・過客(かかく)
月日は百代の過客にして行き交う歳もまた云々。
おくのほそ道である。
かきゃくとも読むらしいこの言葉であるが、この間珍しく目にしてしまった次第である。
なかなか、見ないよね。
そういえば過客って、なんなんだろうな?
言葉どおりに読めば過ぎるお客さん、来客などと同じような意味なのではと思っていたが、考えているだけではわからない。
ならば、いっちょ調べてみっか、と。
早速いってみようか。
曰く。
①来訪した人、来客。
②ゆききの人、旅人。奥の細道「月日は百代の─にして」
そのまんまである。
つまり、来客の古臭いというか気取った言い方をすれば、過客ということになるのだろうか?
あまり一般的に使われる言葉でない事は確かなようである。
ちょっとした書き物などに使ってみて、己のボキャブラリーを誇示するにはいいのではあるまいかな?

取り組む課題
**a.** 過客についての文章で、②の意味として挙げられているのは何か。
**b.** 過客についての文章の内容と次の各文が合っているかを、はい・いいえで答えよ。判断の根拠となる本文の語句もそのまま引用せよ。
(i) 筆者はこの間、「過客」という言葉を目にした。
(ii) 筆者は調べる前から、考えるだけで「過客」の意味がわかっていた。
(iii) 「過客」は「かきゃく」とも読むらしい。
**c.** 過客についての文章を、最後の文の後から引き継いで書き進めよ。

提供データ
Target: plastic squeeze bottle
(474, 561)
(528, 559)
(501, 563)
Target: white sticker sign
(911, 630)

解答
**a.** ゆききの人、旅人。

**b.**
(i) はい。「この間珍しく目にしてしまった次第である」
(ii) いいえ。「考えているだけではわからない」
(iii) はい。「かきゃくとも読むらしいこの言葉である」

**c.**
来る客も客である限りは必ず過ぎる客であるということか、逆説ながら巧みに真理をついた言葉であるとも取れるなあ。
来客、過客、一期一会を大切に、だ。
・惻隠(そくいん)
これはよく見る言葉である。
惻隠の情といえば、何かを憐れむ心というように認識しているが、果たして本当のところはどうなのだろう。
漢字だけ見ても何のことだかわからんよねえ?
こういったものはテッテ的に調べてみるのがよろしいな。
ひょっとしたら、当方の全く知らない意味や由来を隠しているかもしれないし。
そんな風に考えると、なかなかに楽しかったりする。
ワクワクですよ。
それでは下調べといこうか、広辞苑で。
曰く。
〔孟子公孫丑〕 いたわしく思うこと。あわれみ。
とある。
それ以外には全く触れられていない、実に簡潔なものである。
まあ、当方の認識が正しかったことはいいとして。
この惻隠と言う言葉に関しての成立などの解説が一切無いというのがどうにも気にかかる。
果たして、説明するまでもないような常識的なことなのか。
さっぱり見当つかぬ当方としては納得のいかぬところである。
というわけで、少しばかり本腰入れて調査してみようか。
では、ここに取りい出したる論語・孟子であります。
まずは簡単に孟子というシロモノのことを簡単に。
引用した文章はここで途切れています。